SOURCE RECORDS.
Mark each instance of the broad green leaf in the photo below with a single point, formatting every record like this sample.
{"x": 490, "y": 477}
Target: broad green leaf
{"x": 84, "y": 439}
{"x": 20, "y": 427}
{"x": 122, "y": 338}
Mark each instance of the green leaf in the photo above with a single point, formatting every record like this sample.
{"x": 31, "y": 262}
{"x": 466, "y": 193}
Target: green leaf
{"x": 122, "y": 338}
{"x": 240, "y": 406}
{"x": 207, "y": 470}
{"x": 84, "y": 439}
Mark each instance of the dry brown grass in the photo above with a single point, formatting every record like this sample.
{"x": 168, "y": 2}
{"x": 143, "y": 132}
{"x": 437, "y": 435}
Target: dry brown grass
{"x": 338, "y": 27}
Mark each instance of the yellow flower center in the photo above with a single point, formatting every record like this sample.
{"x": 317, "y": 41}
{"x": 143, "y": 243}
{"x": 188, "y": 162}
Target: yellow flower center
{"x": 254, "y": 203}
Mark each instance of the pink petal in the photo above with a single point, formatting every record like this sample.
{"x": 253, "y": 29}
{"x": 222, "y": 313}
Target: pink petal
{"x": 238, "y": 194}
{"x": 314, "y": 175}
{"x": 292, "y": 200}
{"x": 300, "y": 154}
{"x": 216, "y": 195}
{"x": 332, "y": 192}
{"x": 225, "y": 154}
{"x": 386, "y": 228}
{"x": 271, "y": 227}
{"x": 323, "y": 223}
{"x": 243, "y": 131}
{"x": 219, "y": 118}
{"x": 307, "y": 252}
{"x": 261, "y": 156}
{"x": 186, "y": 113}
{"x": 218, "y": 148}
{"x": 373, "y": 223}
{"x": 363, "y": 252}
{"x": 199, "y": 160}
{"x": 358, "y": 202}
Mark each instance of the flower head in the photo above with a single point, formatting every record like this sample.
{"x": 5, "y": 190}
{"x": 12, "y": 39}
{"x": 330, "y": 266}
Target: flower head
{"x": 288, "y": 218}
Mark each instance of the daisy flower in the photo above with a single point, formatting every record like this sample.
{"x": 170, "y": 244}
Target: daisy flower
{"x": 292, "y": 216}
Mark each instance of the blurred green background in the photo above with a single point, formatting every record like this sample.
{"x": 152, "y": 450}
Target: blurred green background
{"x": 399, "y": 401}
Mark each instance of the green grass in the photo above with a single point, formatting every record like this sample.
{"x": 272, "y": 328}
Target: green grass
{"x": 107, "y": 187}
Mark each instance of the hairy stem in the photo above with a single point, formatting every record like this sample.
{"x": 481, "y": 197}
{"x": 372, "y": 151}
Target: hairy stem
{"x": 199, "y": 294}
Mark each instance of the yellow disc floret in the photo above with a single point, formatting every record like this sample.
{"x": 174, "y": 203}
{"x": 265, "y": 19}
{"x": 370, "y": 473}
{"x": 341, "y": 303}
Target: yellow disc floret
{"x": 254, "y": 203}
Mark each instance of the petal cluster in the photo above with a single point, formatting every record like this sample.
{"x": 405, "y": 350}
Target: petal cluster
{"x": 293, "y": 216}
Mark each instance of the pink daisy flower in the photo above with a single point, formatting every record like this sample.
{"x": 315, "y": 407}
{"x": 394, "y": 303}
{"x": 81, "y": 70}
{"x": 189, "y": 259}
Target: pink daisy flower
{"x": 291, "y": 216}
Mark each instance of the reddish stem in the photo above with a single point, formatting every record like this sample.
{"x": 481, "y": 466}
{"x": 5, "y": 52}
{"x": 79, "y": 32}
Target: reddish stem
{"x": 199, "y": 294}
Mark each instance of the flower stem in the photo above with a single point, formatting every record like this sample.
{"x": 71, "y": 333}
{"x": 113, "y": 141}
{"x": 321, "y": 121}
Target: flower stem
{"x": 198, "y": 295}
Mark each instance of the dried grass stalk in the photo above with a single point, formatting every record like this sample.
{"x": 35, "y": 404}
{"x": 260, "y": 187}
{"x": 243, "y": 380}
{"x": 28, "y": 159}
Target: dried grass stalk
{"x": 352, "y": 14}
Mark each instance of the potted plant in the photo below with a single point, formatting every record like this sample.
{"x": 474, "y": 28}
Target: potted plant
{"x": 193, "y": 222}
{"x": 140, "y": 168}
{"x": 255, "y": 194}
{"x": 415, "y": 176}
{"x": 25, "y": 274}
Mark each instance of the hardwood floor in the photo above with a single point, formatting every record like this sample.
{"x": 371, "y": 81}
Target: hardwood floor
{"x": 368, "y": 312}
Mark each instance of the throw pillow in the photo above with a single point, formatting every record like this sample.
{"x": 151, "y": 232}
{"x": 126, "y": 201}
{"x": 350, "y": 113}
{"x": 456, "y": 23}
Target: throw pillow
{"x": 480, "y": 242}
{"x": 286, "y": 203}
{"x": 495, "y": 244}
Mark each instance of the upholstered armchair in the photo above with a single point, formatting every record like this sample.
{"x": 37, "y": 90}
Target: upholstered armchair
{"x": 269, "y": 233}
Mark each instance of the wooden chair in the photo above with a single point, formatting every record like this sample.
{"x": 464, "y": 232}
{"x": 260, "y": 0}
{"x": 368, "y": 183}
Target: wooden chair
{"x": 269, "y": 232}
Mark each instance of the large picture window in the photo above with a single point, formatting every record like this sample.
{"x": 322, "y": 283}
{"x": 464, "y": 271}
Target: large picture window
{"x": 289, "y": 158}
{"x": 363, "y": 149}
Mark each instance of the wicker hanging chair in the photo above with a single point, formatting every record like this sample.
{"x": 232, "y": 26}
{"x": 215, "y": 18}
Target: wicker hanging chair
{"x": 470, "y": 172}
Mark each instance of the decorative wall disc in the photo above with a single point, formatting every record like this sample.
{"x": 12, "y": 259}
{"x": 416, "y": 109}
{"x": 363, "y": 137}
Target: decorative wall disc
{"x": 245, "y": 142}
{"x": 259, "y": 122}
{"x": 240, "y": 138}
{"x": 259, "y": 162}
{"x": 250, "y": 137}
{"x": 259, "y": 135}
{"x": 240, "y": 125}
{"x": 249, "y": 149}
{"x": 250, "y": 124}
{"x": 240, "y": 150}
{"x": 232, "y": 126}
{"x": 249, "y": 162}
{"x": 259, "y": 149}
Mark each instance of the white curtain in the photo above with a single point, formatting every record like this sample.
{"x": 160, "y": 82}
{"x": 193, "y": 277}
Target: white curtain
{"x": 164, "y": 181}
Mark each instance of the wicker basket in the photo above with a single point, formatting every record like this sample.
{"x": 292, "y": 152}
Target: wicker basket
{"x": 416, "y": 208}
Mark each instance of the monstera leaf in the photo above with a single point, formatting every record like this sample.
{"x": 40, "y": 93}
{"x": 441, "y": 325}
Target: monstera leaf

TASK PROMPT. Look through the entries above and say how many lines hold the word "monstera", giving the number alone.

SOLUTION TO THE EXERCISE. 2